◆ Instructions for the task
Can you write out the records starting at the line containing "For every instance of the black" and ending at the end of the records, changing every "keypoint" to "target point" and leaving everything else unchanged?

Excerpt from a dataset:
========================

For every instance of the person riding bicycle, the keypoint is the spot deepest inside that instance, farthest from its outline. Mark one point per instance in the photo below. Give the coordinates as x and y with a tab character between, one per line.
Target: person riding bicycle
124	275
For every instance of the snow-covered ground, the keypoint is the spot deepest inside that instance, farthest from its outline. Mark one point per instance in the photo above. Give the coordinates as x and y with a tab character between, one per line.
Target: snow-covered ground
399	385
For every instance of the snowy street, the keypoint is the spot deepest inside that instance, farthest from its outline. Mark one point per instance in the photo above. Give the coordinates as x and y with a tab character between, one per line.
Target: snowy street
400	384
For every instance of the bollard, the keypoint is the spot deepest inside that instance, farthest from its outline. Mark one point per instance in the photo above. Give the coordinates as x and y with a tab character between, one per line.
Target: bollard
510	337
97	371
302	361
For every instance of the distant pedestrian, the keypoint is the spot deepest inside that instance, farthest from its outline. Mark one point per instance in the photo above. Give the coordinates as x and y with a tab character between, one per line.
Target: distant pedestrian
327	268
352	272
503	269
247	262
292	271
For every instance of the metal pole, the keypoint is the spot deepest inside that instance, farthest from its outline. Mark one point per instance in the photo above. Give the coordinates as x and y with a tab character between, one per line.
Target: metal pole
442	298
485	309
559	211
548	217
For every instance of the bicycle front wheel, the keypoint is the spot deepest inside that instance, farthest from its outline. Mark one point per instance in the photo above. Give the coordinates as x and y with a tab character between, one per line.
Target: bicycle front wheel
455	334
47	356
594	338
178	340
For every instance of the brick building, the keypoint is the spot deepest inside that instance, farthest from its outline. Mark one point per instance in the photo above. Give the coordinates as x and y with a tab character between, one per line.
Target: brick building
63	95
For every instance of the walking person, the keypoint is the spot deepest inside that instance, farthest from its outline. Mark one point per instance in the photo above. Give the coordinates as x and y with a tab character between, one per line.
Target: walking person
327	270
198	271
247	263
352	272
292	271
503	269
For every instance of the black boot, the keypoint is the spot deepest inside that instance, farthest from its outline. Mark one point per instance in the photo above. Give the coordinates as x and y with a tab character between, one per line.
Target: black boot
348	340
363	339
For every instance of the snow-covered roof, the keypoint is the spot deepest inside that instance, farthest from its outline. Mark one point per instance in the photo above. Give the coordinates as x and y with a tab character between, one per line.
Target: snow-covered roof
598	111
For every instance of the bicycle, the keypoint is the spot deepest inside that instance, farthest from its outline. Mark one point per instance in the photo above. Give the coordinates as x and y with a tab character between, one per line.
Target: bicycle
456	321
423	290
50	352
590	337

========================

◆ Solution to the exercise
For every instance of the black boot, the target point is the spot deepest inside that instance, farthest from its outline. Mark one point per instance in the photo above. Give the coordinates as x and y with a tab character between, one per line.
Target: black boot
348	340
363	339
For every instance of the snow-covered roof, the target point is the spot deepest inside that instance, farthest from its outline. Mark one point per instance in the photo above. Give the coordinates as x and y with a tab character between, one per line.
Target: snow-covered roof
598	111
For every instance of the bicycle, the target point is the spot deepest inside that instance, farthest from its outline. Mark one point per instance in the photo above. Give the coordinates as x and y with a tab character between, one per line.
Target: bicycle
456	321
423	290
50	352
590	337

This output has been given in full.